[Selected text]
——
Honey made the old fashioned way - Only sweet nectar and hard work! Unadulterated; no additives, it's 100% naturally Canadian.


Marg's Honey Owners

The owners of Marg's Honey are Robert and Margaret Smith.

Robert began beekeeping in 1977, when he bought 4 hives from a lady who worked with him in the Department of Agriculture office in Ashern, Manitoba. Marg used to help him with the work from time to time, but only became more involved closer to when they moved into Winnipeg in 1988.

The business we now know as Marg's Honey came to be when The Smiths moved to Winnipeg in 1988. Marg had taken a leave of absence from teaching to go to University of Manitoba to complete her B.Ed. She didn't have an income while she was attending University, and so they decided to give her a source of income by putting the business in her name. And so, "Marg's Honey" was born. It was registered as a business in 2006, but Rob had been beekeeping a long time before that!

Beekeeping has changed a lot since 1977. Back then, they used to buy packages of bees in the spring from the U.S.A. They shook them into their hives, allowed them to do their work all summer, took the honey boxes off the hives, then killed the bees off in the fall. They would extract the honey, store their boxes for the winter and start all over again the next year.
——
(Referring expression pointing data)

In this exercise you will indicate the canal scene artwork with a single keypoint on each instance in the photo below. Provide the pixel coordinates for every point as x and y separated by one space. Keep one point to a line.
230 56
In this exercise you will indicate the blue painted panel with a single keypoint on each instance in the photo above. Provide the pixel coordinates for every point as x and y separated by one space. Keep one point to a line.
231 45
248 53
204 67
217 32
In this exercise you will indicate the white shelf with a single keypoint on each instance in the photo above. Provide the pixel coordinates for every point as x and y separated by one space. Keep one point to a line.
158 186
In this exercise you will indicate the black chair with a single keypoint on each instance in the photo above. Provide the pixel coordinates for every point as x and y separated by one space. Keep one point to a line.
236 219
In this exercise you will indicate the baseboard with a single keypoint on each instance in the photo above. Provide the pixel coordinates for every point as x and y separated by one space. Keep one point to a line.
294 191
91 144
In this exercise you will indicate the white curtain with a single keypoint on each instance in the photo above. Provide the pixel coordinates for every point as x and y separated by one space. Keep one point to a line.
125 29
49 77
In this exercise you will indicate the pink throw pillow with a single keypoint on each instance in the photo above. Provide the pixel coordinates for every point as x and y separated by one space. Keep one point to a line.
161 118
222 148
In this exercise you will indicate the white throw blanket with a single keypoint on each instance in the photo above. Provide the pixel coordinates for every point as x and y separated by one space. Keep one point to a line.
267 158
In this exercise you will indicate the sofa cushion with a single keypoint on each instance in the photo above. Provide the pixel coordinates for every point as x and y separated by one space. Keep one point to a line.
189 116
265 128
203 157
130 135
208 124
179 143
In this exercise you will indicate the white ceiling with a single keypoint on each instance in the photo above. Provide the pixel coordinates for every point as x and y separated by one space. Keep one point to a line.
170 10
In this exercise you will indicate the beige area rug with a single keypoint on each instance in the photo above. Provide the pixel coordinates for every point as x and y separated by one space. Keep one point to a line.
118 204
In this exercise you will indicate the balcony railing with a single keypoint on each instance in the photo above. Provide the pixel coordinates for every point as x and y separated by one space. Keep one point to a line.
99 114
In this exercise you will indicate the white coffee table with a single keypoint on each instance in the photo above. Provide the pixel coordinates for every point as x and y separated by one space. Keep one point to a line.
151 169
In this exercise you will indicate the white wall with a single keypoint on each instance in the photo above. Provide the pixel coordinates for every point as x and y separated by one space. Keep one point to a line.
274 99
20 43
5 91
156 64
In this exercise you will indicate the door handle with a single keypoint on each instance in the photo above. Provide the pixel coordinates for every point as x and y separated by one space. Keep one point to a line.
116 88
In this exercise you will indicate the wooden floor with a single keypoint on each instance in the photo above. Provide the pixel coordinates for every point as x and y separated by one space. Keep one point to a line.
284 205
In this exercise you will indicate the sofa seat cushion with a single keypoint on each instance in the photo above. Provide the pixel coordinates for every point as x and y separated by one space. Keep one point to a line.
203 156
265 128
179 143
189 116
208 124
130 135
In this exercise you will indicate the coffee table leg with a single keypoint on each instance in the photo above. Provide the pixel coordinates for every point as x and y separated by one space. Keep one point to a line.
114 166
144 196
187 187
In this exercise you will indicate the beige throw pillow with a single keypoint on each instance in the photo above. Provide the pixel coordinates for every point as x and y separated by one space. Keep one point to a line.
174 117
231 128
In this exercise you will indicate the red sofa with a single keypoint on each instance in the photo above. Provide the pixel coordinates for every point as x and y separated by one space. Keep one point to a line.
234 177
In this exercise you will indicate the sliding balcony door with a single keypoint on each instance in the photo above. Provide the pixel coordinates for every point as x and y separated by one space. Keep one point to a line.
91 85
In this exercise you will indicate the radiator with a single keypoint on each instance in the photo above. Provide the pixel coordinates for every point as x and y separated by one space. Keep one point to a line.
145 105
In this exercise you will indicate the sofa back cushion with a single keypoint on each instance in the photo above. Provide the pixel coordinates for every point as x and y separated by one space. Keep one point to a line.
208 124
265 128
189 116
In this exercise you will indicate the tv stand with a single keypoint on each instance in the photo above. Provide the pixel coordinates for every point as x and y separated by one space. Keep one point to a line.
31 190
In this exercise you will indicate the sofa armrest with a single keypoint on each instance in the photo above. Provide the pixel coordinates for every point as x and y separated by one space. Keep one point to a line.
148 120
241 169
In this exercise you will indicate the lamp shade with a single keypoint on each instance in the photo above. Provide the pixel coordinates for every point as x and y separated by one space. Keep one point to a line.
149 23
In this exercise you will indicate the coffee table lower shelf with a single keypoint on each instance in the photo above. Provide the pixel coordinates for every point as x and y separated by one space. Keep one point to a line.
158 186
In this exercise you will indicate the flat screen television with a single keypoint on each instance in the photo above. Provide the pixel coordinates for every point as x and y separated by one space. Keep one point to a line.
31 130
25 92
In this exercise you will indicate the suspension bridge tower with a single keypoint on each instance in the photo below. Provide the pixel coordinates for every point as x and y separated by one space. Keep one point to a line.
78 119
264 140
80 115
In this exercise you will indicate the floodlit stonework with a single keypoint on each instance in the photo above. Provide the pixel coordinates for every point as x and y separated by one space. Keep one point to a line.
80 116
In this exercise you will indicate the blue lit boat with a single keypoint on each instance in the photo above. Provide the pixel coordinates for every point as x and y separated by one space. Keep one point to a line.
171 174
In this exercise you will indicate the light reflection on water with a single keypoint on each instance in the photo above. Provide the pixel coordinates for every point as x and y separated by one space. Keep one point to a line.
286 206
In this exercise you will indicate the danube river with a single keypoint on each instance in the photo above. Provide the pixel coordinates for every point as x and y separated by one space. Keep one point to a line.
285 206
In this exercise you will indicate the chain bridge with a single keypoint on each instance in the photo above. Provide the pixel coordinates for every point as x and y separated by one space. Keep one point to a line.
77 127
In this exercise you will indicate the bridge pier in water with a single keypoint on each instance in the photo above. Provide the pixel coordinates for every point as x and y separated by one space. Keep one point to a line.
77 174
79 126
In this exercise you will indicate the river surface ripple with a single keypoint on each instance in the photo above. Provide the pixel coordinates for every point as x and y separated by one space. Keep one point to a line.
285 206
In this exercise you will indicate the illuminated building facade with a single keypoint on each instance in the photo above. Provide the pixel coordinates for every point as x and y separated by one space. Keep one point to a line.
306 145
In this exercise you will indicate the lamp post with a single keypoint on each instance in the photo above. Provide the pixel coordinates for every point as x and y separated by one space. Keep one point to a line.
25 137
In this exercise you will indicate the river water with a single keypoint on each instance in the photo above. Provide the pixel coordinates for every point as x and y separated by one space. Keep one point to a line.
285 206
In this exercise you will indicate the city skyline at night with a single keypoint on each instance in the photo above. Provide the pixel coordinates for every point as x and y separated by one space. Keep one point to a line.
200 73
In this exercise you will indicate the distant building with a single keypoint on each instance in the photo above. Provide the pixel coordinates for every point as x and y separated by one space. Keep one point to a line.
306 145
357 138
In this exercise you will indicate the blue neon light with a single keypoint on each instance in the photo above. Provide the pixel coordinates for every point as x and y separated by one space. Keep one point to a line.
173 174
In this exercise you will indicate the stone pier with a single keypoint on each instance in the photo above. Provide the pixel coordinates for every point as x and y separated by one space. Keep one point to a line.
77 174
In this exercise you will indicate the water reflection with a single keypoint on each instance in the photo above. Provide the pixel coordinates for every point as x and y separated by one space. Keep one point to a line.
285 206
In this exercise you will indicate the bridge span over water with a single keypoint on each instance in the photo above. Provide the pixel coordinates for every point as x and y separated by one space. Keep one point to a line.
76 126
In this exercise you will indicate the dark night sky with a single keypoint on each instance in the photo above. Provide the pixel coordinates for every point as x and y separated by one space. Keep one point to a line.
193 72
——
[What this exercise asks]
1. Rewrite the paragraph of the Marg's Honey text that starts "The business we now know as Marg's Honey" as a short list that keeps its main facts.
2. Carry the Marg's Honey text on past its last sentence with the next part.
The rows stand on their own and are not part of the Marg's Honey text.

[Expected outputs]
1.
- Marg's Honey began when the Smiths moved to Winnipeg in 1988.
- Marg had taken a leave of absence from teaching to finish her B.Ed. at the University of Manitoba.
- She had no income while studying, so they put the business in her name to give her one.
- That is how "Marg's Honey" got its name.
- It was registered as a business in 2006, but Rob had been beekeeping long before then.

2.
There were not nearly the number of diseases and pests and viruses to deal with that we have now. When the border closed around 1987, they were no longer able to bring packaged bees into Canada. Over the years, they began to experiment with overwintering the bees, by feeding them sugar syrup in the fall and wrapping them up for the winter. Some years were more successful than others, but gradually they built up the numbers of hives. When they moved into Winnipeg, they had around 50 hives.

When Robert and Margaret got closer to retirement, they wanted to find something that they could do together. And since they both enjoyed beekeeping, that's what they decided to do. So far, they have increased the number of hives they manage every year and are aiming for 500 hives in 2010.

They are also a part of a research project for the University of Manitoba, along with 24 other beekeepers, and they are exploring the extent of viruses in Manitoba, which could prove interesting. Their Bee Shed is gradually coming into shape. They hope to be CFIA approved for Packer-Grader status by the end of 2010.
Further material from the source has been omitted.